--- WHAT YOU SHOULD DO ---
Copy exactly the lines of the data below that run from the line holding "Target: window with iron grille" through the line holding "Target: open doorway", both ends included.

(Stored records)
■ ■ ■ ■ ■
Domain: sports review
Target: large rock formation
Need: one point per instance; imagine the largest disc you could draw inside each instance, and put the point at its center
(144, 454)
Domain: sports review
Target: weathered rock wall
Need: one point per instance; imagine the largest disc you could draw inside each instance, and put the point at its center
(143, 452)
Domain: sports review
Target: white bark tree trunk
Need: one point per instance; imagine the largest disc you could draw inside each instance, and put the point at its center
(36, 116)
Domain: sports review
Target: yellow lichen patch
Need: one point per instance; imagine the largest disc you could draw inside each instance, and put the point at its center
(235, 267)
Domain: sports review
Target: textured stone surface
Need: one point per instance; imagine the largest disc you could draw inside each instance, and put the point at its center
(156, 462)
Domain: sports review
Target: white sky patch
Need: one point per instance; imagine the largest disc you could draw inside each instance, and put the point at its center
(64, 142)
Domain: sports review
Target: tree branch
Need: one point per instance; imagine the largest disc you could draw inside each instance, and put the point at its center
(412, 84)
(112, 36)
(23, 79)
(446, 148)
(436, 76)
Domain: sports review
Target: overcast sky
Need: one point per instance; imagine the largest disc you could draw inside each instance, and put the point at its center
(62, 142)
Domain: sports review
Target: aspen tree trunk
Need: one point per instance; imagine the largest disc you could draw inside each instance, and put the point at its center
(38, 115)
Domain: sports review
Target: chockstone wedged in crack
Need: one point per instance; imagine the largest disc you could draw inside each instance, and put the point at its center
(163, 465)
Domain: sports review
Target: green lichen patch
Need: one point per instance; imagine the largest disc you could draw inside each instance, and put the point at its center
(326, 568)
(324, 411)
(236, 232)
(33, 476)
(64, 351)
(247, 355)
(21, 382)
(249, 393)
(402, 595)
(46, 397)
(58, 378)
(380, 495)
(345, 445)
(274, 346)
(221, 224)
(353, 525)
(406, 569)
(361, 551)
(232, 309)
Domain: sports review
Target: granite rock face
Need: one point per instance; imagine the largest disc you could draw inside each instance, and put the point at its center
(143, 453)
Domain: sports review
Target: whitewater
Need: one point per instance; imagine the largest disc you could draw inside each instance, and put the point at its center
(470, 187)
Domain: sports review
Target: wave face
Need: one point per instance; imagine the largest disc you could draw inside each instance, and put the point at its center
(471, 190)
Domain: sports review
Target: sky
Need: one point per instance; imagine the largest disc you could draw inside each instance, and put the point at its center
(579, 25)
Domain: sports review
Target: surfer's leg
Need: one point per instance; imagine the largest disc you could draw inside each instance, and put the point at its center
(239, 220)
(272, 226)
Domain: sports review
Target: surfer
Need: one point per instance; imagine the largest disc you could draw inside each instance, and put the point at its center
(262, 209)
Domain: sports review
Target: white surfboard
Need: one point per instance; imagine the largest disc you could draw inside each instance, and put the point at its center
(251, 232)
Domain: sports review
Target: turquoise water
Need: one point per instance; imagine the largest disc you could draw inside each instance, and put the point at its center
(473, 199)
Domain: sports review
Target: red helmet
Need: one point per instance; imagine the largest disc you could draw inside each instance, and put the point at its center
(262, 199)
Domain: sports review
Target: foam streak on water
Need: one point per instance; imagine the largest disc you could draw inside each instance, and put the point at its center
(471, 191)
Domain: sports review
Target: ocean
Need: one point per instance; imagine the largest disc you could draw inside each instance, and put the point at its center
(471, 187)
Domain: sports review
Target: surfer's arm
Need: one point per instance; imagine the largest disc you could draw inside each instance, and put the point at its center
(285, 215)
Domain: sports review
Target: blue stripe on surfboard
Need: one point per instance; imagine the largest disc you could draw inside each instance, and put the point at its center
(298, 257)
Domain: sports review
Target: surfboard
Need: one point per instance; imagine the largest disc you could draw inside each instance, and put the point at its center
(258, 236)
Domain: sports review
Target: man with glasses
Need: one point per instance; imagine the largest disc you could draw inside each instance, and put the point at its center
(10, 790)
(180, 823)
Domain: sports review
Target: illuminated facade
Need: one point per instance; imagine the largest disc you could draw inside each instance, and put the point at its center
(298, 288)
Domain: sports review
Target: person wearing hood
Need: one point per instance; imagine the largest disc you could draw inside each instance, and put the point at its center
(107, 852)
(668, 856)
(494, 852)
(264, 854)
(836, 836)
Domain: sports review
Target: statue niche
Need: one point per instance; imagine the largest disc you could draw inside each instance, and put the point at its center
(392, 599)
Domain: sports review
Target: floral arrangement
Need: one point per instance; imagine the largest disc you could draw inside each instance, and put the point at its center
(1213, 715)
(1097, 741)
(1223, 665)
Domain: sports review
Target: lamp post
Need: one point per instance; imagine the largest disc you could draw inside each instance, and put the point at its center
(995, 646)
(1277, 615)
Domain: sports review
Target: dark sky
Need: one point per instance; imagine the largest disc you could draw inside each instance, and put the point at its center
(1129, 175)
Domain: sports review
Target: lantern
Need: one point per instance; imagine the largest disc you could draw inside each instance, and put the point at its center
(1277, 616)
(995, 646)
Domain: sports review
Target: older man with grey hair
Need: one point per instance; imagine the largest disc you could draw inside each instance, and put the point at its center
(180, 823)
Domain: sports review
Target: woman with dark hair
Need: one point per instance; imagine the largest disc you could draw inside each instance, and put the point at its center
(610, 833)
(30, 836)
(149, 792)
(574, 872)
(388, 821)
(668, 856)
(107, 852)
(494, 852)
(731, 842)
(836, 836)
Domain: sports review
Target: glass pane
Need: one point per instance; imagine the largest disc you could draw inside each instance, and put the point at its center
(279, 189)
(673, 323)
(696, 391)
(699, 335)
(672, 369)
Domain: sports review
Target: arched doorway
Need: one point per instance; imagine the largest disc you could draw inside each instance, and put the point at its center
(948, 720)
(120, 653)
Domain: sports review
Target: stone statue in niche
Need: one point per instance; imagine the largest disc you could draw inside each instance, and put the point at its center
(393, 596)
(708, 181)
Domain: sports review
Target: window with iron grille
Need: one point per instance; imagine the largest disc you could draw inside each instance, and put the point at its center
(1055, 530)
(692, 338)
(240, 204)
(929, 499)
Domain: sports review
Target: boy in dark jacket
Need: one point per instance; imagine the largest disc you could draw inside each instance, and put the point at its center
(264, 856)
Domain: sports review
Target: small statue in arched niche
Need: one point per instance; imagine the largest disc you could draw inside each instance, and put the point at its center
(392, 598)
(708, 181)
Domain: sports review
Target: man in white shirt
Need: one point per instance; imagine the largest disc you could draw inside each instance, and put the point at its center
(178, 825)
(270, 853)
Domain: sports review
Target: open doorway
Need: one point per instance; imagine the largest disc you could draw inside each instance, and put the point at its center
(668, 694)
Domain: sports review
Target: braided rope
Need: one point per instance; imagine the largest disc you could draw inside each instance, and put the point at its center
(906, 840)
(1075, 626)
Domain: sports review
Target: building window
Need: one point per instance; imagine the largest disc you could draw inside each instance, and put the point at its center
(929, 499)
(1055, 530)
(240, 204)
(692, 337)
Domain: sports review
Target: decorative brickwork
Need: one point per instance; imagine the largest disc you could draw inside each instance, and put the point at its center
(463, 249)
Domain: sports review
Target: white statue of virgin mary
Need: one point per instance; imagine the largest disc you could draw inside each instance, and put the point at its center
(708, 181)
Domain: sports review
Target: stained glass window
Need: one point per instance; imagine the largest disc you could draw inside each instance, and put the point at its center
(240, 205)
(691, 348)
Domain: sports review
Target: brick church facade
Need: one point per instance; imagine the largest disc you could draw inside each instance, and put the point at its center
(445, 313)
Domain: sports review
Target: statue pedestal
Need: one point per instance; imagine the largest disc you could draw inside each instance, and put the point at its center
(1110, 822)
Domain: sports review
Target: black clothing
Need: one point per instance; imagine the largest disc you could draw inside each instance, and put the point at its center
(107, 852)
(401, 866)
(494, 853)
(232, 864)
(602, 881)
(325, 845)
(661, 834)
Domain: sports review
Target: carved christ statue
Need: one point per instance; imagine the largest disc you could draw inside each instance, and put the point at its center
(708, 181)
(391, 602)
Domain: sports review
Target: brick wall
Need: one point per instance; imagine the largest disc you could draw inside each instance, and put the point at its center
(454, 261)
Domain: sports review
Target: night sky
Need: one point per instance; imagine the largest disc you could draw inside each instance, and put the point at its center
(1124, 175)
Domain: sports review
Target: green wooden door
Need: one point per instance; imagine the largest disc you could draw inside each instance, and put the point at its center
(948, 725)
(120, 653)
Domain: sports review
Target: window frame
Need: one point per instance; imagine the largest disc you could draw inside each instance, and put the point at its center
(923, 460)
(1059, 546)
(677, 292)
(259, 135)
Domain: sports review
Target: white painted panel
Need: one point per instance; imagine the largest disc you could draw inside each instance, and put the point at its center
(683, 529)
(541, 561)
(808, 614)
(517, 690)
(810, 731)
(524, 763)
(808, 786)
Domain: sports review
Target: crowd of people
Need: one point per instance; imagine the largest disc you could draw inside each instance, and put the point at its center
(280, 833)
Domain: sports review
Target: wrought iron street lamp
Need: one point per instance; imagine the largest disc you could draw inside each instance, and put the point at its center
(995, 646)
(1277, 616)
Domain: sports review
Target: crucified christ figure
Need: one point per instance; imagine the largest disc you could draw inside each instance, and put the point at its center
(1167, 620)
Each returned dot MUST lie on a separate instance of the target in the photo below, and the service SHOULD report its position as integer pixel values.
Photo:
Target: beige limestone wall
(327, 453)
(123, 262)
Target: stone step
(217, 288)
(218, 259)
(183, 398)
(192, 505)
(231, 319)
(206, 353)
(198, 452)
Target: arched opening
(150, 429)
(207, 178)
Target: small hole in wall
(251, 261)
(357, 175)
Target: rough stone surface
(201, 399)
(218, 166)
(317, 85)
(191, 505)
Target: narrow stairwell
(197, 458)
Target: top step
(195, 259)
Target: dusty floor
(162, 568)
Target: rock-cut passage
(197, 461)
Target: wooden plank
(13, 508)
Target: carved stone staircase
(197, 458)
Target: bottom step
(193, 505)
■ ■ ■ ■ ■
--- WRITTEN SOLUTION ---
Target: window with iron grille
Need: one point per instance; imagine the largest disc you could draw inside each instance, and put the point at its center
(1055, 530)
(692, 338)
(240, 204)
(929, 499)
Domain: sports review
Target: boy in dark jacket
Need: one point per instance; imagine the largest disc you could draw inside each instance, and put the point at its center
(264, 856)
Domain: sports review
Target: small statue in arched niche
Need: one point per instance; imagine the largest disc you could draw inside each instance, and put the point at its center
(392, 598)
(708, 181)
Domain: sports review
Target: man in white shirt
Need: one point per instance; imagine the largest disc you could draw inside each instance, and put the point at its center
(178, 825)
(270, 853)
Domain: sports review
Target: open doorway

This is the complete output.